Exercise 1
The guide below is about documenting AI use. List the four things it says to write down whenever you use an AI tool.
Exercise 2
From the guide on documenting AI use, set down word for word the part that opens with the words containing "Tips for Good" and closes with "ChatGPT, July 2025).".

Text provided
When you use AI tools (like ChatGPT or other Generative AI) in your studies or assignments, it’s important to keep a clear record of what you did. This protects your academic honesty and helps you explain your process if asked.

Why Document Your AI Use?

  • Shows you’ve used AI responsibly.
  • Helps your Learning Facilitator understand how you created your work.
  • Makes it easier for you to reference AI correctly.
  • Protects you if there are questions about your assignment.

What Should You Record?

Whenever you use an AI tool, write down:

  • Which AI tool you used (e.g., Scopus AI).
  • The date and time you used it.
  • What you asked the AI (your prompt or question).
  • What the AI gave you back (the response or summary).

How to Use Your Notes

  • Use your notes to write your Statement of Acknowledgement.
  • Refer to them when you add references or explain your process.
  • Keep your documentation until you get your grade, just in case you need to answer questions.

Tips for Good Documentation

  • Save your chat logs or screenshots if possible.
  • Write down the version of the tool you used (e.g., ChatGPT, July 2025).
  • Don’t rely on memory — write it down at the time.

Tools for Documenting AI Use

Save to Notion (Notion AI and Web Clipper)

What it does: Lets you save AI chats or snippets directly into Notion workspaces for later review, tagging, and referencing.

Use for: Centralised, timestamped note-taking and research logs.

AI Archives (Chrome Extension available)

What it does: Saves your AI chat conversations (with ChatGPT, Gemini, Meta, Claude, etc.) as a unique URL. You can bookmark, share, or cite this URL in your documentation or assignments.

Where to get it: Chrome Web Store — AI Archives.

Data extract
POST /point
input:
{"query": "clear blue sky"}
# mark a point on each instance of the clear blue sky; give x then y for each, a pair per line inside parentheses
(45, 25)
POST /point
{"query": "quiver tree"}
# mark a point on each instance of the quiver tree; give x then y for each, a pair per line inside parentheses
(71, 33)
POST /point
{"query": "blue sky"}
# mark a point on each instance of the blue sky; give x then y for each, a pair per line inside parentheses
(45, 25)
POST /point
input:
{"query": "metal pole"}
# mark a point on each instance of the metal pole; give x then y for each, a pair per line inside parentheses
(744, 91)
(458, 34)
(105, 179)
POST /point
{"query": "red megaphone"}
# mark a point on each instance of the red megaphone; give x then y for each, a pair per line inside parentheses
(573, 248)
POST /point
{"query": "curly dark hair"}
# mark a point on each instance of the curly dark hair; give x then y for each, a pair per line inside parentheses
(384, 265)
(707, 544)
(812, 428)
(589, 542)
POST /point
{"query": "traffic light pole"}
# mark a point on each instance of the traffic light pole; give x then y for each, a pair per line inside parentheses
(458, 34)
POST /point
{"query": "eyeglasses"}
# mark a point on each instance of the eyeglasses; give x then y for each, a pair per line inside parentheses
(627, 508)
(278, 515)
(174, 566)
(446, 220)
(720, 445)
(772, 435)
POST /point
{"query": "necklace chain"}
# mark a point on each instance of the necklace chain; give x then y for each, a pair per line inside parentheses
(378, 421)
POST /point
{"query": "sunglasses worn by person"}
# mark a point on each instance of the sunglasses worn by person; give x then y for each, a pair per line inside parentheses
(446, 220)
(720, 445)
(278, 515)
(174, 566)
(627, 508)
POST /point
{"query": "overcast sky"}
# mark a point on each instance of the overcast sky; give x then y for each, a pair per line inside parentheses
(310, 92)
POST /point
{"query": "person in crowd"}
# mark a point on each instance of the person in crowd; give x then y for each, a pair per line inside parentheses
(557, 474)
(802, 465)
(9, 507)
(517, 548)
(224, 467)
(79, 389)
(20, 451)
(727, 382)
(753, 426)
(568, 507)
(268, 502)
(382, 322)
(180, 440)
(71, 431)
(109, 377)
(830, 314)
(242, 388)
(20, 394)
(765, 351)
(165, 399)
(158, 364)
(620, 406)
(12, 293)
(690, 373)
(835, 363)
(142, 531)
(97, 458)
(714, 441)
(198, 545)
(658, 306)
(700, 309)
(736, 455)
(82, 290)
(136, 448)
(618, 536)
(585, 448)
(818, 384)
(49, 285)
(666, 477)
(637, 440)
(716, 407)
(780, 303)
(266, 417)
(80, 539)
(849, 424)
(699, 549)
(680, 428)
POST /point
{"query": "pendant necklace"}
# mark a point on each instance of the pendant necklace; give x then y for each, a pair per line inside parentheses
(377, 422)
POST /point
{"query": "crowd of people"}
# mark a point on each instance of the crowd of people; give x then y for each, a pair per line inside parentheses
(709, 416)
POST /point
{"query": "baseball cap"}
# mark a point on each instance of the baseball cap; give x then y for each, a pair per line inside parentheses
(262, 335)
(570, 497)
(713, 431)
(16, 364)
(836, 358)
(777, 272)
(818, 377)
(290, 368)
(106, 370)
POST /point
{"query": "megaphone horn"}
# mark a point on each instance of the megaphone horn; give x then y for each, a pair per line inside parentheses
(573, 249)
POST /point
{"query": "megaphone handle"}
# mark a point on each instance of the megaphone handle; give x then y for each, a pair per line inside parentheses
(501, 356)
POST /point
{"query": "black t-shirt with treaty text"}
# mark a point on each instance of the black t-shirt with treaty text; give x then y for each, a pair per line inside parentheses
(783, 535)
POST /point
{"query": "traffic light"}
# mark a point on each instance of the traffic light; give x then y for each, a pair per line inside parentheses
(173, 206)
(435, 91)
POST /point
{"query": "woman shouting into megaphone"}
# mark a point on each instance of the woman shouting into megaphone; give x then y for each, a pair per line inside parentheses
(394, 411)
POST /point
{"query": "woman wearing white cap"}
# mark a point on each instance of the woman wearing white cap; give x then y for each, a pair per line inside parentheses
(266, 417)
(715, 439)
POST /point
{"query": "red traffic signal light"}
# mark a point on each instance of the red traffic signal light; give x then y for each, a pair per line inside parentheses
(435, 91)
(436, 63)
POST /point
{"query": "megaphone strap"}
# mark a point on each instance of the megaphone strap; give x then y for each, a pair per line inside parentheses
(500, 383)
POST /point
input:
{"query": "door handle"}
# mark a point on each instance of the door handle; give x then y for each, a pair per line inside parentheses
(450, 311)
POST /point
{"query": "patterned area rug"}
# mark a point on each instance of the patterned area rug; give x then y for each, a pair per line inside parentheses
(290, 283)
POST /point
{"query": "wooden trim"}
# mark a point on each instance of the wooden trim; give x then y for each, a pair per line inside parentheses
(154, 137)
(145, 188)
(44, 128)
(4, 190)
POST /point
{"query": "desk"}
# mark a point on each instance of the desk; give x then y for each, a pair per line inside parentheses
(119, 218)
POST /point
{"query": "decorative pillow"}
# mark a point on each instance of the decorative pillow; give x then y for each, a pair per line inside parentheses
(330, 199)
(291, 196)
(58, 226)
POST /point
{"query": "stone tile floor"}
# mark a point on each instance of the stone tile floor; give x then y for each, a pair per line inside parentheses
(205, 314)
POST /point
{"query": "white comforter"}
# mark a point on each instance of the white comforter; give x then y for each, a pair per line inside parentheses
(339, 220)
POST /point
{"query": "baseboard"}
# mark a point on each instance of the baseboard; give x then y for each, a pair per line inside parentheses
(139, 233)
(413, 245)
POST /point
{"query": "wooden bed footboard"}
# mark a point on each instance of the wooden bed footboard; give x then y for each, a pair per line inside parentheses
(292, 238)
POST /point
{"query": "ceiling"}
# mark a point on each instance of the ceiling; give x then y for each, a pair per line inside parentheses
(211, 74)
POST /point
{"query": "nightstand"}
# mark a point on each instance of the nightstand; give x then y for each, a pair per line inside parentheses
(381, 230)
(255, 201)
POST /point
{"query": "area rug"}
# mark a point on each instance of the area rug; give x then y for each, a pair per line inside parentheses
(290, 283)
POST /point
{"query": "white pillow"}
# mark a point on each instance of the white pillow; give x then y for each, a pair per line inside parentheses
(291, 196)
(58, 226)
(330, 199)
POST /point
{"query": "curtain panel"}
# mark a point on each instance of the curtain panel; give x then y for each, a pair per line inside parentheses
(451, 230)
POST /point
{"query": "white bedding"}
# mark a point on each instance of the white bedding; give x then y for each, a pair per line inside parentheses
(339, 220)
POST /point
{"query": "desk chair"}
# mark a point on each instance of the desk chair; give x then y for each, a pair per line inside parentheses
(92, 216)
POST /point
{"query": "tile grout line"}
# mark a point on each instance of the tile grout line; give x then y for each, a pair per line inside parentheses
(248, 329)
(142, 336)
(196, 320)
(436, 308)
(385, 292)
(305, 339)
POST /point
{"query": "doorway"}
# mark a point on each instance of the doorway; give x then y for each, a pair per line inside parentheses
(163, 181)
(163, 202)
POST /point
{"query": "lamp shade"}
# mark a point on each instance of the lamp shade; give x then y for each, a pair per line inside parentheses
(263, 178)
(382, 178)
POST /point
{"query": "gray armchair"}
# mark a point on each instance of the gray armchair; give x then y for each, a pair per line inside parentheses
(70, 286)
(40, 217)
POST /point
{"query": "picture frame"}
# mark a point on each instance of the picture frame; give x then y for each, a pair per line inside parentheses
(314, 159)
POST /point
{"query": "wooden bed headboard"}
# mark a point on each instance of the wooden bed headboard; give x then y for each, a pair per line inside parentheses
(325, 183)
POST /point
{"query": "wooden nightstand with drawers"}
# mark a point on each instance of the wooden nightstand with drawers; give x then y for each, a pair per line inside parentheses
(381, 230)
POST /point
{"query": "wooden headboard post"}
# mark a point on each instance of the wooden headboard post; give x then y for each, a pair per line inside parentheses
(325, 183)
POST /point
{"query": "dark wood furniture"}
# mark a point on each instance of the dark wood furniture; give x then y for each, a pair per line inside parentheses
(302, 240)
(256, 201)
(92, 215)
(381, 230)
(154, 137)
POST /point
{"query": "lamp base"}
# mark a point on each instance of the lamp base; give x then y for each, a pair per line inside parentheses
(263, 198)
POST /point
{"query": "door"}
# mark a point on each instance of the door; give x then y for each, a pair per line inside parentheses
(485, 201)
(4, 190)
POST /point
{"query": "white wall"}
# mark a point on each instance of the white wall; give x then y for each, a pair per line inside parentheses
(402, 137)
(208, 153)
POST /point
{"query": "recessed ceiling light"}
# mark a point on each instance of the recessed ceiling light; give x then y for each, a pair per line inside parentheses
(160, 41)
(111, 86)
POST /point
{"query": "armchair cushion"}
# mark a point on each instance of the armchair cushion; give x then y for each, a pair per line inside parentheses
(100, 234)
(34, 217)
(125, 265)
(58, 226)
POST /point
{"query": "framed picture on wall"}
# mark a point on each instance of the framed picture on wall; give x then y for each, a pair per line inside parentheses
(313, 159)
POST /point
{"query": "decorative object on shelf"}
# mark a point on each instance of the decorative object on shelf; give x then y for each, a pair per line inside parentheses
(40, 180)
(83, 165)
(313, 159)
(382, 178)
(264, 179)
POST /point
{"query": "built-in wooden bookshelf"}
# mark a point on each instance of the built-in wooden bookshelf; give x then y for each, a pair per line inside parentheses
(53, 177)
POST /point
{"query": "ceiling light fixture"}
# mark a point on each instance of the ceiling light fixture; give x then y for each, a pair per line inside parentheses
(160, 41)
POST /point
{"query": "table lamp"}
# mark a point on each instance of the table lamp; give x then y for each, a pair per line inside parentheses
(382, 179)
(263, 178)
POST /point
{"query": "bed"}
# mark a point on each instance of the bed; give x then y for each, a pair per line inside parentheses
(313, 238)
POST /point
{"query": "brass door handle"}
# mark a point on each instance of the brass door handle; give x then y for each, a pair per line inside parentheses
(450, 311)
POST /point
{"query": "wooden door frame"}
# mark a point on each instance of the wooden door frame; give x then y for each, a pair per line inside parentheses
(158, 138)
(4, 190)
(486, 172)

Answer section 1
- Which AI tool you used (e.g., Scopus AI)
- The date and time you used it
- What you asked the AI (your prompt or question)
- What the AI gave you back (the response or summary)

Answer section 2
Tips for Good Documentation

  • Save your chat logs or screenshots if possible.
  • Write down the version of the tool you used (e.g., ChatGPT, July 2025).